Showing posts with label How to plot a novel. Show all posts
Showing posts with label How to plot a novel. Show all posts

Saturday, February 2, 2013

49. How to Keep Readers Turning Pages. Part II: Make life tough for your protagonist

In the last post I talked about building suspense into your novel by using cliff-hanging chapter endings. Another, even more important technique, is to make sure readers identify with your main character, then thwart that character every chance you get.

In a mystery or thriller, a good way to thwart your character is to place her in physical danger. In a romance, make sure that the would-be lovers misunderstand each other’s intentions, like many of the heroes in Jane Austen novels, or that there are serious outside pressures against the romance (as in Romeo and Juliet). Assuming your readers care about your characters, they will keep reading to see how the characters overcome these obstacles.

                                       3925219-silhouette-of-romeo-and-juliet-balcony-scene

After all, if the two love interests in a novel meet, get along great, and don’t even have opposition from their families, why should anyone keep reading? If the dauntless detective follows one clue to another, in a straight line, and catches the villain without any peril or hassle, what’s the point in turning pages?

Here is the catch: working out a series of believable obstacles can be hard. But it is worth it if it keeps your readers reading.

Saved entries
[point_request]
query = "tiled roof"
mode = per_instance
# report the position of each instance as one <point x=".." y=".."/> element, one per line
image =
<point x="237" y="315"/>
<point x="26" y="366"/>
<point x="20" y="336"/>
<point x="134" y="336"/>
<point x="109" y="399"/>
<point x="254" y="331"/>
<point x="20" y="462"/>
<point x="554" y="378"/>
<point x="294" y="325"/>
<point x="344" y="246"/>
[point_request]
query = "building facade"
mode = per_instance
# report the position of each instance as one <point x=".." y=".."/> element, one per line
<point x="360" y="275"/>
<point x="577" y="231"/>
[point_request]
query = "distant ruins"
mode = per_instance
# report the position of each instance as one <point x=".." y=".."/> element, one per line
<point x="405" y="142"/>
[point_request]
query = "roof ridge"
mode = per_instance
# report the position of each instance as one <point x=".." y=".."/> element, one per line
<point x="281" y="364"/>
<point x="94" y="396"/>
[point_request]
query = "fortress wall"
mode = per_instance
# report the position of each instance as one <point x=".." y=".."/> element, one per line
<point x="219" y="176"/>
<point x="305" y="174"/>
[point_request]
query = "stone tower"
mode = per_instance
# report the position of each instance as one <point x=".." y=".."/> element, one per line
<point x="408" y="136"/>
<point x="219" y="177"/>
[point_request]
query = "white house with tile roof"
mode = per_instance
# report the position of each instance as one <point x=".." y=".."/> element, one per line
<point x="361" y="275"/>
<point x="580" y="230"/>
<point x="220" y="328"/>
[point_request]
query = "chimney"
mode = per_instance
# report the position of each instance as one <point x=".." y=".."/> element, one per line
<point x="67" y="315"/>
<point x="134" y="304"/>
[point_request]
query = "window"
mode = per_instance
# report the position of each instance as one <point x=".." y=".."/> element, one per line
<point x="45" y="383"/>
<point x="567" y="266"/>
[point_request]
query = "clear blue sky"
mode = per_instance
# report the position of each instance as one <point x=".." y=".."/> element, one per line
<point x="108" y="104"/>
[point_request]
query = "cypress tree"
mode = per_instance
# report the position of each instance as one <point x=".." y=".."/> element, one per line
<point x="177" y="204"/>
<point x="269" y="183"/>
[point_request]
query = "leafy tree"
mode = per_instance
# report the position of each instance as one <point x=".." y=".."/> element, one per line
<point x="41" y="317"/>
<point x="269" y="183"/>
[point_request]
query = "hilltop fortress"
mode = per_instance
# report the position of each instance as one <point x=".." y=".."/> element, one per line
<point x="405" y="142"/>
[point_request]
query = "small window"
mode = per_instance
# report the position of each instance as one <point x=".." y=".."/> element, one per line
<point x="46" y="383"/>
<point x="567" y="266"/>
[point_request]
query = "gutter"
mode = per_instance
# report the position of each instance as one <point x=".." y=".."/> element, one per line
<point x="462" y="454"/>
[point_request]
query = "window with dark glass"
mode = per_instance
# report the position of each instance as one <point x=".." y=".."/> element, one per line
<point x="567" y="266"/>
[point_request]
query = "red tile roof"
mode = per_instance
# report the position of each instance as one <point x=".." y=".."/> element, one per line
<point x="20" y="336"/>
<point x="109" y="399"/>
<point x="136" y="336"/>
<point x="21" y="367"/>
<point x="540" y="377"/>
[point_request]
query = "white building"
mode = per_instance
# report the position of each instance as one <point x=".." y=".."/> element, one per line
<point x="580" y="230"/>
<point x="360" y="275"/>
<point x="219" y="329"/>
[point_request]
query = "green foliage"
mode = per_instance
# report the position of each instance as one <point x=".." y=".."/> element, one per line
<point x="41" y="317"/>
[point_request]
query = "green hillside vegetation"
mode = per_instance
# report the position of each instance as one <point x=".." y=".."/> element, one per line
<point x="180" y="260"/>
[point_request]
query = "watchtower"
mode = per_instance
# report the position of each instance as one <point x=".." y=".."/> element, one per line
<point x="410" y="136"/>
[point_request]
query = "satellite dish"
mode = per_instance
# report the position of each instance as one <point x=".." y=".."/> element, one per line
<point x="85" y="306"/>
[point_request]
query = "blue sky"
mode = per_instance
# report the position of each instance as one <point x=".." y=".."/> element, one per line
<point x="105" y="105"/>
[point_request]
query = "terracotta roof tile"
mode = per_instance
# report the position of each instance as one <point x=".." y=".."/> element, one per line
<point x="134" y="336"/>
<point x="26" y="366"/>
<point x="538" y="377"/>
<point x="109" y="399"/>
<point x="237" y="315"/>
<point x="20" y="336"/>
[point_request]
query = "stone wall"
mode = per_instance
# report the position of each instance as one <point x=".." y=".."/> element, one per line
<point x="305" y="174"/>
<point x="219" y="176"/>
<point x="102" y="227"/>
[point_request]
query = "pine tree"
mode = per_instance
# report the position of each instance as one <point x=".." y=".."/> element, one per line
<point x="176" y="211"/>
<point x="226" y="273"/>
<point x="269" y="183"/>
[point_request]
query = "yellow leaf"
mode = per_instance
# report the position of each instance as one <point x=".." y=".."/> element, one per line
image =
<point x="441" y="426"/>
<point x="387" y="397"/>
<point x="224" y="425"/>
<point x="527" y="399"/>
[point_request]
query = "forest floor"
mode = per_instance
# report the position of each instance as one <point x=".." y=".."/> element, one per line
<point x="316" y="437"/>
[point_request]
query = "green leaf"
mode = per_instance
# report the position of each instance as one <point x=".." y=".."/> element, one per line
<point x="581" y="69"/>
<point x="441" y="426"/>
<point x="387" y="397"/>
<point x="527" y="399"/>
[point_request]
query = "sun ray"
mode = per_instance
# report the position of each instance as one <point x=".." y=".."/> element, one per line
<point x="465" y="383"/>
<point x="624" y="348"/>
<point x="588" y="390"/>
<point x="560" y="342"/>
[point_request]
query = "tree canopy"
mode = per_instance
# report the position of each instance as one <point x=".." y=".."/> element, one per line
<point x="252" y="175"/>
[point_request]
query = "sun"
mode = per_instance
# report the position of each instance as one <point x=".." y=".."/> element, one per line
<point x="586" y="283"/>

--

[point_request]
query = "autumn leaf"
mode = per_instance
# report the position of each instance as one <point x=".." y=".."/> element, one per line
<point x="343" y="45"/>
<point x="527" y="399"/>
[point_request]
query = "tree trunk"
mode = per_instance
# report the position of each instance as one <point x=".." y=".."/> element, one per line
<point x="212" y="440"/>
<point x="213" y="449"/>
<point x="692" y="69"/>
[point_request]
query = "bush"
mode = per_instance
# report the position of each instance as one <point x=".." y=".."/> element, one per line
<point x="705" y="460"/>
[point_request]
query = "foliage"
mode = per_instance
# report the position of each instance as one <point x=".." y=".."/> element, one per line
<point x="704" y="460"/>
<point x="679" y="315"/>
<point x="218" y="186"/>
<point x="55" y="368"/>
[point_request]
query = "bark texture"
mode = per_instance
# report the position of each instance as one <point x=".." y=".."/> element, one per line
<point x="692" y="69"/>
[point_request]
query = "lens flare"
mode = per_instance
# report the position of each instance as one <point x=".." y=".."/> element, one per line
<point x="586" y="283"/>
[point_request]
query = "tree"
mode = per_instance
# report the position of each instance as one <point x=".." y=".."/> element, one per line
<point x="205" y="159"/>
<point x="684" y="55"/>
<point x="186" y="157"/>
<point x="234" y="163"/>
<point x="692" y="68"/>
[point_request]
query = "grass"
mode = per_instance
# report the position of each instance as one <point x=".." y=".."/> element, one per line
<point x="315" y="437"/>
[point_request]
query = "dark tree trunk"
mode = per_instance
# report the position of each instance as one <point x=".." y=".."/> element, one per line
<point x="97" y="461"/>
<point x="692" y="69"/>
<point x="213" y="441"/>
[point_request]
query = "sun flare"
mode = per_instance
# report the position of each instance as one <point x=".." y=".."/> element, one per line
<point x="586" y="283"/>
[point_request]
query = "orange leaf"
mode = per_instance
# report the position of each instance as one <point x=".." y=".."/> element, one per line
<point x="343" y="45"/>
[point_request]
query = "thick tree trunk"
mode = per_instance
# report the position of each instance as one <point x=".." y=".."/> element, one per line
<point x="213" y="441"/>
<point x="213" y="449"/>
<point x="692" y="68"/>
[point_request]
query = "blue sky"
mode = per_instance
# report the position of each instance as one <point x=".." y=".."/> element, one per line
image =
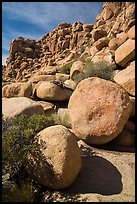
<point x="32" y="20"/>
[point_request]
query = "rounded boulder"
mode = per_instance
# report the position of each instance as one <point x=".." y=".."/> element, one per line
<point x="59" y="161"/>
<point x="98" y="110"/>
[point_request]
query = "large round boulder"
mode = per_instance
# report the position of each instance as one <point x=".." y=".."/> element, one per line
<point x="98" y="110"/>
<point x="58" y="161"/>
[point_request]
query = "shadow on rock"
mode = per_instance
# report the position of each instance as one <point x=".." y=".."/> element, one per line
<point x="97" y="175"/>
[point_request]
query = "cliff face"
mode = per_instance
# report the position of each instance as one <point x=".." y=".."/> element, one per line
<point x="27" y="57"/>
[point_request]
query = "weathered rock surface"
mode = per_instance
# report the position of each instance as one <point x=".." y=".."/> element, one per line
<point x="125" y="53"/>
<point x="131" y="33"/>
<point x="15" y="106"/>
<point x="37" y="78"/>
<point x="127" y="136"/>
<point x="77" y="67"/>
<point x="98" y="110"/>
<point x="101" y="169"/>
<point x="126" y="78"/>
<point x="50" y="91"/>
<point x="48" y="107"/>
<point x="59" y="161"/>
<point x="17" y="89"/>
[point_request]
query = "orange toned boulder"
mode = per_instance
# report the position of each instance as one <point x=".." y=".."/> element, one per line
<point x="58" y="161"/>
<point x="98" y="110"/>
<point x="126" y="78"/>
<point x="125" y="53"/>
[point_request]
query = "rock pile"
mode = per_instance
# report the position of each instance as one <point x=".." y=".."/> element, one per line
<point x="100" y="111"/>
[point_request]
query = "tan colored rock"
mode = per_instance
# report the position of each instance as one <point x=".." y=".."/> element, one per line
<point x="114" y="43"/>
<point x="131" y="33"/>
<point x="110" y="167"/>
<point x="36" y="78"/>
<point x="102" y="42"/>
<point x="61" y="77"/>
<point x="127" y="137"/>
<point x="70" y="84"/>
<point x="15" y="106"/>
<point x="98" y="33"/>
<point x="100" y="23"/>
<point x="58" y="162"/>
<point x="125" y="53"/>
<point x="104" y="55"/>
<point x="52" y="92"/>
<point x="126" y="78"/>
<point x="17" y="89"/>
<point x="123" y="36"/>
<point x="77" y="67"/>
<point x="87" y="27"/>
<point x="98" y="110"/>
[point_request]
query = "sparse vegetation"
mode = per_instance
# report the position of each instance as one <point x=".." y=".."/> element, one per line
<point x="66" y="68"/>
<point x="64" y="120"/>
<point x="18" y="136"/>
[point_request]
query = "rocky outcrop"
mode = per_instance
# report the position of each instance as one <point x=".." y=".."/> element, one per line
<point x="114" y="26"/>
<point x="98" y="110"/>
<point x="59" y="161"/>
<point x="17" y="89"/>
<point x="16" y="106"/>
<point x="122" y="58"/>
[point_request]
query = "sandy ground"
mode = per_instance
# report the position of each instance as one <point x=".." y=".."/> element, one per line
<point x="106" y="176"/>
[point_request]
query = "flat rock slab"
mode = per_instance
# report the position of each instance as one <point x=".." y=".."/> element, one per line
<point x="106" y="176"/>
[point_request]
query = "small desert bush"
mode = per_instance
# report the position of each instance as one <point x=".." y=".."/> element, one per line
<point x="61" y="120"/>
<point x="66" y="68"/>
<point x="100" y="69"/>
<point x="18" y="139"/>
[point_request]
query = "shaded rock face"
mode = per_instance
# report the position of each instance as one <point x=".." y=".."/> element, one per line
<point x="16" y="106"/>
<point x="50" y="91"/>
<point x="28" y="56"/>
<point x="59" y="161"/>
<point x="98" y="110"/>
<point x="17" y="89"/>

...

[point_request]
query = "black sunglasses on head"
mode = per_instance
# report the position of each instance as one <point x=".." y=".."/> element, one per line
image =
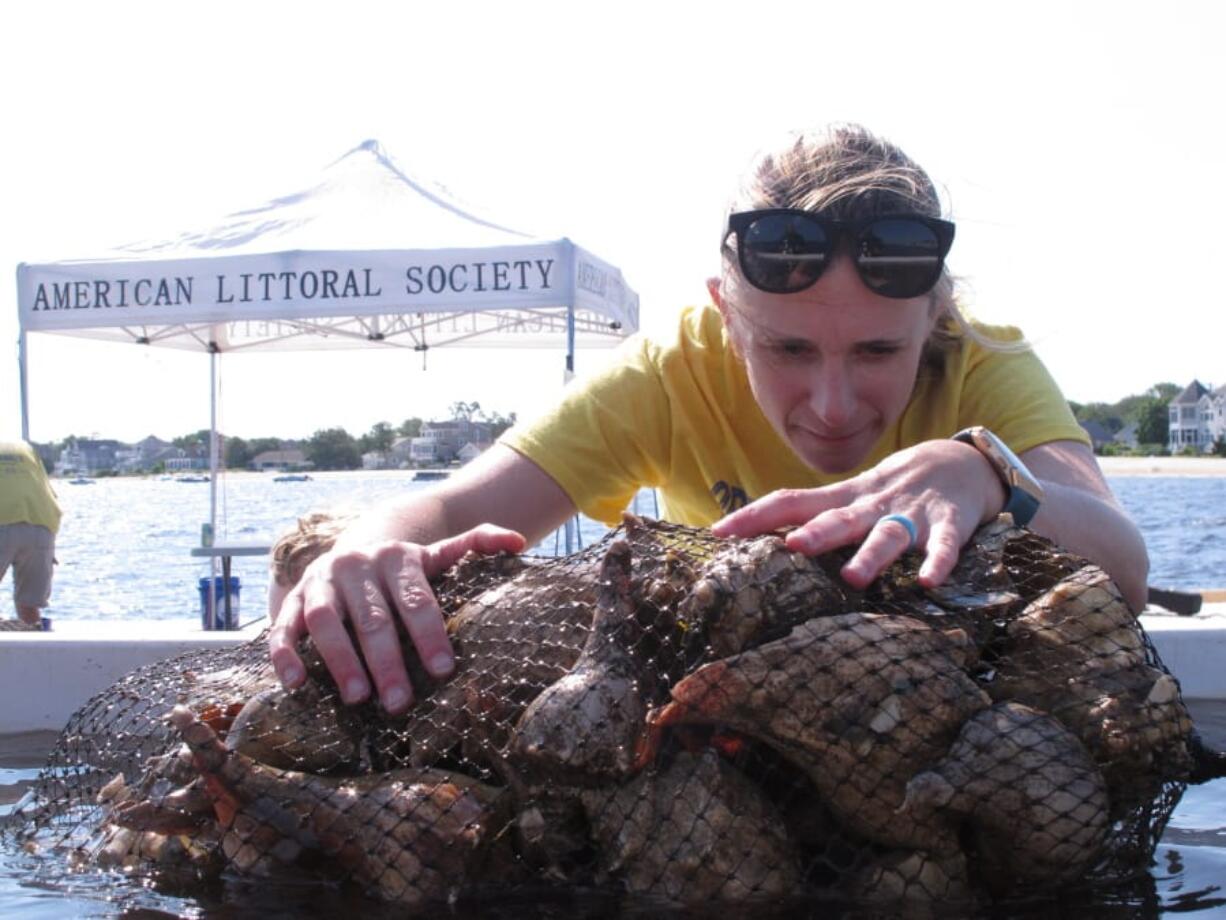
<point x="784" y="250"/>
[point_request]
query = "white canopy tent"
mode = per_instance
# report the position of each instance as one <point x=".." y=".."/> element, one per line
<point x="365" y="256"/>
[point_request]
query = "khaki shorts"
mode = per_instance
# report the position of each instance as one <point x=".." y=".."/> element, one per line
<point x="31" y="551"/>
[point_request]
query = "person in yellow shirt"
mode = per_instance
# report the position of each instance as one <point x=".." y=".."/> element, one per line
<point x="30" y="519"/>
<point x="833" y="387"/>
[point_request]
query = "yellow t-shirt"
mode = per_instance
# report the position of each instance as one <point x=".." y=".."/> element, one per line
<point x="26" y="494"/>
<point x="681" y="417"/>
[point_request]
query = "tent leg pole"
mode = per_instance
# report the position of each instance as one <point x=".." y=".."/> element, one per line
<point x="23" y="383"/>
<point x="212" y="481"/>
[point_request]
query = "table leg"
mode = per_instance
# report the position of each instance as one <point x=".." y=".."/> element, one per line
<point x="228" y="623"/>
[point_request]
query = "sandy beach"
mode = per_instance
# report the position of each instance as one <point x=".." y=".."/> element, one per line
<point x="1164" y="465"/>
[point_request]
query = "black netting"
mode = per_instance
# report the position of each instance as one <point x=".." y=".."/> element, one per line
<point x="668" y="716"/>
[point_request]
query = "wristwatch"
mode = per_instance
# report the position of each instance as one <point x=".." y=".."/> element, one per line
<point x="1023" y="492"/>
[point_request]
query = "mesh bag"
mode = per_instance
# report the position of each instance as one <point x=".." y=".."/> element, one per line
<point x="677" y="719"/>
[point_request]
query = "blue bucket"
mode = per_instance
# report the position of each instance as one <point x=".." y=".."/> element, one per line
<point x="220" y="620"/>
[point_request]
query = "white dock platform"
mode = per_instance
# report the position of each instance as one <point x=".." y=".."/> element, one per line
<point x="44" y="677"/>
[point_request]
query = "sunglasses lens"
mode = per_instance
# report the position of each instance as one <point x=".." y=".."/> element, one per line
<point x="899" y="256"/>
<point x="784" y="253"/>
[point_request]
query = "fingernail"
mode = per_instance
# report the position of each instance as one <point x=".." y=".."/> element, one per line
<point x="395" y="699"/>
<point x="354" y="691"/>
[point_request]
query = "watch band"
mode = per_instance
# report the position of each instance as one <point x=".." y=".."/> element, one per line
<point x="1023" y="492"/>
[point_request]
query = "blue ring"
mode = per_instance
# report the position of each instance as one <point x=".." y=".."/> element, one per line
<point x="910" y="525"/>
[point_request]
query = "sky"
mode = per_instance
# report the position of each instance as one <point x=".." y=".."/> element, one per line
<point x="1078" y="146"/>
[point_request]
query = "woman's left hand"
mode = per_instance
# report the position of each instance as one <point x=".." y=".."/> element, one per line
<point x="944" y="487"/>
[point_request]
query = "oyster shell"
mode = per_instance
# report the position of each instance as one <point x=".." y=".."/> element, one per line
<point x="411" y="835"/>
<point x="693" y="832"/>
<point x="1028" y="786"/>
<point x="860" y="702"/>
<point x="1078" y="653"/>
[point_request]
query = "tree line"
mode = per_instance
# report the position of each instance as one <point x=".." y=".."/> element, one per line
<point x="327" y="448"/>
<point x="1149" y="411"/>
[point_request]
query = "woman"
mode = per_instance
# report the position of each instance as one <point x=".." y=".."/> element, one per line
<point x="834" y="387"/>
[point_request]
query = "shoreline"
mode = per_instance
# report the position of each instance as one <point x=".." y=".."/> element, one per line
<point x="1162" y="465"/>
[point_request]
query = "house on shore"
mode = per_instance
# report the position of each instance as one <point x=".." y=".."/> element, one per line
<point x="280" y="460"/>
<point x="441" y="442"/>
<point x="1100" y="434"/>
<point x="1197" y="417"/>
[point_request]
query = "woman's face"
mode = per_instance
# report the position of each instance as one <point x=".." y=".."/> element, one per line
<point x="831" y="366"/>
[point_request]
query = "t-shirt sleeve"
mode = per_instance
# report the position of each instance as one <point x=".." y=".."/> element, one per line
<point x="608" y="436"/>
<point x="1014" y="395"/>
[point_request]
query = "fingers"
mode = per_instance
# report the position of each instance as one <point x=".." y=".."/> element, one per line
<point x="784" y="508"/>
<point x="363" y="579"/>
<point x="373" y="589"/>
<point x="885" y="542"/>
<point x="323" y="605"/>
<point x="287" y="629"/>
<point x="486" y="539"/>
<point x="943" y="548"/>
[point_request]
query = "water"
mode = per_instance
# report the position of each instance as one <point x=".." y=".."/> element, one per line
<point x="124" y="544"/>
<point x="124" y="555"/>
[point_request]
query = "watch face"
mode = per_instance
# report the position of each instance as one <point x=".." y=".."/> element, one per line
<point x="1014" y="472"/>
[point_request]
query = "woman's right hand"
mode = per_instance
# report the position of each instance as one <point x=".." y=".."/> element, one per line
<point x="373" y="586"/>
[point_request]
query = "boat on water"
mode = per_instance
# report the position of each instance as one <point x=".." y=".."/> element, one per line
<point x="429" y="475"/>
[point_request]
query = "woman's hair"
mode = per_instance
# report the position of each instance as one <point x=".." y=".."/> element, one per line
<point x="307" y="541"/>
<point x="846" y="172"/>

PROBLEM REQUIREMENTS: Rewrite everything from "In the last" down to "overcome these obstacles." in the blog post, changing "thwart" to "frustrate". This data is separate material, apart from the blog post.

EXERCISE RESULT:
In the last post I talked about building suspense into your novel by using cliff-hanging chapter endings. Another, even more important technique, is to make sure readers identify with your main character, then frustrate that character every chance you get.

In a mystery or thriller, a good way to frustrate your character is to place her in physical danger. In a romance, make sure that the would-be lovers misunderstand each other’s intentions, like many of the heroes in Jane Austen novels, or that there are serious outside pressures against the romance (as in Romeo and Juliet). Assuming your readers care about your characters, they will keep reading to see how the characters overcome these obstacles.